→ **Document passage**
Friday, May 27, 2011

Just my (non) Luck!

So I was all set to do the Warrior Dash, what happens? I bust my knee....two weeks before I'm supposed to do this awesome race I kept telling everyone about, that I prepared for for 5 months. Fuck!

Next, I finally go see the orthodontist, what does he tell me? I need to possibly have jaw surgery, my mouth is completely awful, it may cost up to $9,000 and the implant, is iffy. Might have to remove a tooth to put in a fake tooth or move a tooth that might require a root canal. WTF?

Not the worst of it: new employee, who in all the world does it happen to be? Someone I never liked in my old grad program who is a passive agressive yuk. Maybe she has changed but I dreaded this day since M told me.

I am starting to culminate all feelings about the disappointment in A. I realize once he does turn his life around, what is left is a legacy of hurt and let down to whom? Me? almost 7 years of letting me down when a relationship should be about helping the other up. But what did I do? I sat there and let it happen. I did nothing to change my situation. When I thought I could break out on my own, I chose being with someone for the wrong reasons rather than being alone for the right ones (apologies to John Hughes, I stole from ya big time there).

(Photo-based referring expression data)

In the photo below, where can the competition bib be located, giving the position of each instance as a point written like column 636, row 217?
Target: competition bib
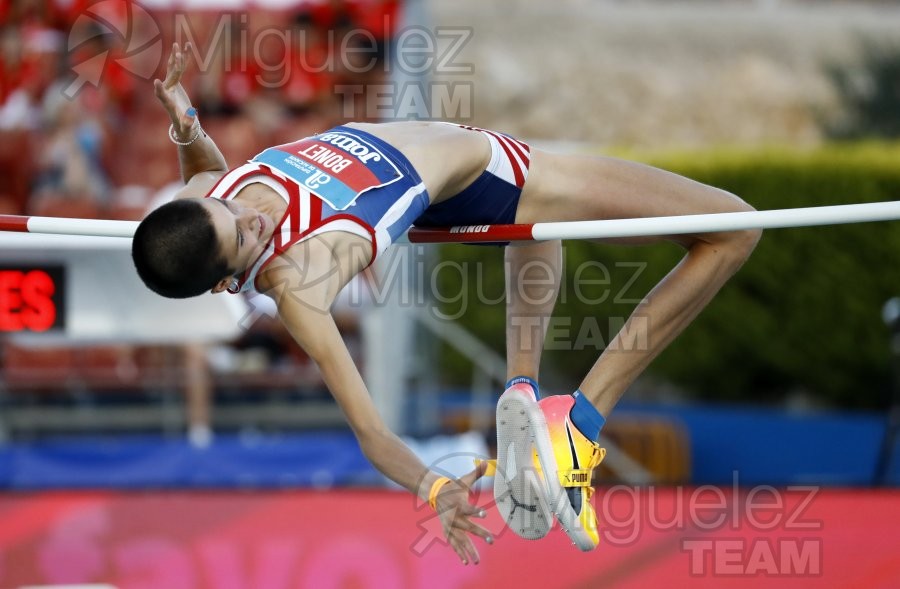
column 336, row 166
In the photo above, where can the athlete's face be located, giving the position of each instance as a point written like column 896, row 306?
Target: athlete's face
column 242, row 234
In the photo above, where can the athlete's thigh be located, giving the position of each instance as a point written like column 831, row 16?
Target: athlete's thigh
column 579, row 187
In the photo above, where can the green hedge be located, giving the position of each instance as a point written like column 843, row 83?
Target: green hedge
column 804, row 313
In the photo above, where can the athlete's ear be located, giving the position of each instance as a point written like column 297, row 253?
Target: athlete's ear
column 222, row 285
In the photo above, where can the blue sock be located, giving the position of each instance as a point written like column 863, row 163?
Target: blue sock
column 526, row 380
column 586, row 417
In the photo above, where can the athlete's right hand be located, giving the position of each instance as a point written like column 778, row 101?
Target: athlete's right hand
column 456, row 515
column 172, row 95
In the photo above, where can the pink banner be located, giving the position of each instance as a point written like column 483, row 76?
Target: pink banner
column 702, row 537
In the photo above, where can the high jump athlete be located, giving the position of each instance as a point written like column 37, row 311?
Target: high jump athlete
column 300, row 220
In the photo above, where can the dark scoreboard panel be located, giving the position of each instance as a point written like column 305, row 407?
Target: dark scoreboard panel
column 32, row 298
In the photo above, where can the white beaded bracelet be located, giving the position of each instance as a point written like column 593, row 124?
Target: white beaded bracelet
column 175, row 140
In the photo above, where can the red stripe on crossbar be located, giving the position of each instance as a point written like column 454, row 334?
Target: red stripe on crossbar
column 473, row 234
column 14, row 223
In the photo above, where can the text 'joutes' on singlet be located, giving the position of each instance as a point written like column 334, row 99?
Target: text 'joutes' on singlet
column 319, row 178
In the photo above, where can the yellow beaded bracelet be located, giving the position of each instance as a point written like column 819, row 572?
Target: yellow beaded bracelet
column 436, row 487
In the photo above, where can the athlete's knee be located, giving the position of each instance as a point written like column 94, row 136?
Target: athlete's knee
column 738, row 245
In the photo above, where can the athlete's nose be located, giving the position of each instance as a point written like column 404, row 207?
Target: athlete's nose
column 247, row 217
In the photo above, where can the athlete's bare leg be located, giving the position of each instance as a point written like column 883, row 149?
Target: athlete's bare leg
column 577, row 188
column 532, row 284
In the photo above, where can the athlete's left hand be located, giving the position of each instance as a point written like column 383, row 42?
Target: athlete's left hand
column 172, row 94
column 455, row 512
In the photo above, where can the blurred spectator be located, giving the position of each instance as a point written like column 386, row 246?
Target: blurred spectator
column 69, row 161
column 28, row 66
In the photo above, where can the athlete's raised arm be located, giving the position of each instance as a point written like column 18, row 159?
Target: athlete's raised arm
column 197, row 153
column 304, row 284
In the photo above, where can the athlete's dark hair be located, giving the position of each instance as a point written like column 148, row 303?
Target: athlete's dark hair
column 176, row 252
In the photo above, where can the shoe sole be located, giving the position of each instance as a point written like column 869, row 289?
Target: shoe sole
column 519, row 493
column 556, row 494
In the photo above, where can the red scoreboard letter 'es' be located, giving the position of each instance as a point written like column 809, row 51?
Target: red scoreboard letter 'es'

→ **Problem to solve**
Can you write the next part of the blog post about a run of bad luck, picking up after its final sentence?

→ **Answer for the task**
So now where am I? Let's sum up: busted knee, crooked mouth, financial precipice because I stuck around and a work situation about to go really sour. If I look at this all negatively, this is where I am. If I look at it positively? I can only think that my knee will get better, it will take a while but somewhere down the line my teeth and jaw will be perfect and I am strong enough to put up with K and all her stupid passive agressive nonesense if she so happens to wield it now. But as for me and A? For a while I've been pretty upset, just letting it go and drag on. Just like he did ; with no action taken. And so I can only be dragged on some more I guess because I won't go, I won't pick myself up and start over. Is the fight in me gone? Am I too scared? The world could be my oyster and I could head back to NYC. Back to my roots.